**What needs to be done:** Give the total of lines holding the word "wall" in the records below, and nothing else.

[Start of section]

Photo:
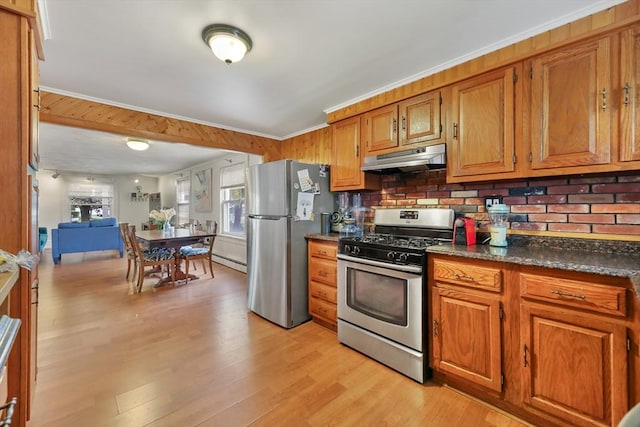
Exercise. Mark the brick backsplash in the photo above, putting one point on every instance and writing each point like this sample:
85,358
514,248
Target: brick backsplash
590,204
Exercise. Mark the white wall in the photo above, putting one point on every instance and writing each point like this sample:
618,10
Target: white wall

[End of section]

**Exercise answer:** 2